■ **THINGS TO DO**:
A) Summarize the forum thread on metadata synchronization and codepage below in two sentences.
B) In the metadata synchronization thread below, what version of iMatch does the user who started the thread use?

■ **DOCUMENT EXCERPT**:
· · · · ·

Metadata synchronization and codepage

Started by vasekk, July 13, 2021, 08:26:57 PM

Previous topic - Next topic

vasekk

I have a problem with metadata. I use iMatch 2020.14.2 and I have 48,000 photos in the catalog. About 2,000 photos have a problem with metadata. I do not use automatic writing of xmp files, but I create xmp files manually using the function Commands -> Metadata Write-back.

The first problem is the problem with encoding Czech, when if I write Czech characters correctly in the photo, for example "Česká", after updating the xmp file using the "Metadata Write-back" function, the word "?eská" appears incorrectly in the metadata panel.

The second problem is that even if I update the xmp file for photos using the "Metadata Write-back" function, after a while the photo is marked with the "pencil" icon again and iMatch requests the metadata update.

I tried the procedure where I manually delete the xmp file, then use the "ExifTool Command Processor" function to delete all metadata from the photo and then write it to the photo again, but the problem recurs. The problem does not occur with all photos, but for some it is possible to solve the problem using the above procedure.

I attached a log file and an xmp file where I have a problem. Nef file is here https://www.uschovna.cz/en/zasilka/NJGPHEVUIGDI2H8L-5CZ
Please can you advise me?

Mario

#1
Do your files contain legacy IIM3 IPTC data or EXIF data? You did attach only an XMP file, which does not help in this case.
You did not state which file formats you use.

Check in the ECP. If your files have legacy IPTC data, I recommend to remove it. Legacy IPTC data always causes problems with character set encoding.
I have explained this several dozen times here in the community over the past years.

The XMP file correctly shows (as far as I understand):

<Iptc4xmpExt:CountryName>Česká republika</Iptc4xmpExt:CountryName>
photoshop:Country>Česká republika</photoshop:Country>


So the encoding is correct, right?

Quoteafter a while the photo is marked with the "pencil" icon again and iMatch requests the metadata update.

Which tags are listed as pending write-back? Keywords?

· · · · ·

■ **RECORD EXCERPTS**:
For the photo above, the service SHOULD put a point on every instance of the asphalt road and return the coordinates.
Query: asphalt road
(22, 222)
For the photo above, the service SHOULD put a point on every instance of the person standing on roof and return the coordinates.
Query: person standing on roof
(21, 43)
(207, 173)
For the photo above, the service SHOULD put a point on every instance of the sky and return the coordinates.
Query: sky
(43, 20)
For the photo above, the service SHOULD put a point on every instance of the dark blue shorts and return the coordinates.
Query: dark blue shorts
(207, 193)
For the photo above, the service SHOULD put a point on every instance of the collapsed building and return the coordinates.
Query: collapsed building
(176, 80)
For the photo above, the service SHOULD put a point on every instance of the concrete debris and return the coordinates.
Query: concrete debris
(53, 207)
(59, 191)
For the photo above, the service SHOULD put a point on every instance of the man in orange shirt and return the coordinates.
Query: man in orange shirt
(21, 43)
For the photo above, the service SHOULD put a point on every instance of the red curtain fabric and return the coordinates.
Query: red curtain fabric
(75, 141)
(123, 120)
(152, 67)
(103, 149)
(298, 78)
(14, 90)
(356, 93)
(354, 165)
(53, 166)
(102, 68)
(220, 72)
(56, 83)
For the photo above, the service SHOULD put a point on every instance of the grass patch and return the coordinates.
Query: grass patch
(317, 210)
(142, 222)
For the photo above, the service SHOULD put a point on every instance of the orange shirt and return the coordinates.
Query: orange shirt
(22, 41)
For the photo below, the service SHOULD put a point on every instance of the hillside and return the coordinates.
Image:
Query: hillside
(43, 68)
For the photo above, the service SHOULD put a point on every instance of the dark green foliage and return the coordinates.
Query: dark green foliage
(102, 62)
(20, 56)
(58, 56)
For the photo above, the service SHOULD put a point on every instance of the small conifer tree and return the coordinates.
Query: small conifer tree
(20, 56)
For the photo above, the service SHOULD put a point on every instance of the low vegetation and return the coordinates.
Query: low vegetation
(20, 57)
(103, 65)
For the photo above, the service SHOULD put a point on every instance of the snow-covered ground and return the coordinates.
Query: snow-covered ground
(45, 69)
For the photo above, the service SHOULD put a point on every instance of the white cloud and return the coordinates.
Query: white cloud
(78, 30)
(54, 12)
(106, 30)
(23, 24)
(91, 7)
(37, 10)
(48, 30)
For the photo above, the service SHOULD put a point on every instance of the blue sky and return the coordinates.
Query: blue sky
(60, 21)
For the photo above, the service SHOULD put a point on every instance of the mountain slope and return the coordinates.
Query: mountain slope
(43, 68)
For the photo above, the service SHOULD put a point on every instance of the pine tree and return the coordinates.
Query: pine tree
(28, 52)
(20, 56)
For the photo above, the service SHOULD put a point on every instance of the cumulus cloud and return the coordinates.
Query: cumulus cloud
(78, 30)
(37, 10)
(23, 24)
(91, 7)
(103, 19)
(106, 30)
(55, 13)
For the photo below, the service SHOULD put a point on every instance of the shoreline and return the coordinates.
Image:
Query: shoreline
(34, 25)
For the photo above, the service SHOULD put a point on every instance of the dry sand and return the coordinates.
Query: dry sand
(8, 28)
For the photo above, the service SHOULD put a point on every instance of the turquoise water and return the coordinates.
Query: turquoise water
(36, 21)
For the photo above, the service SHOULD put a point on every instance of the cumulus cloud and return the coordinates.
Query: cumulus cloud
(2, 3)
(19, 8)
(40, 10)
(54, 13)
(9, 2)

· · · · ·

■ **WORKED SOLUTIONS**:
A) A user running iMatch 2020.14.2 reports that about 2,000 of the 48,000 photos in the catalog have metadata problems: Czech characters such as "Česká" show up as "?eská" after Metadata Write-back, and photos get marked for metadata update again after a while. A reply asks whether the files contain legacy IPTC or EXIF data and recommends removing any legacy IPTC data, since it causes character set encoding problems, while noting that the attached XMP file seems to show the Czech text correctly.

B) iMatch 2020.14.2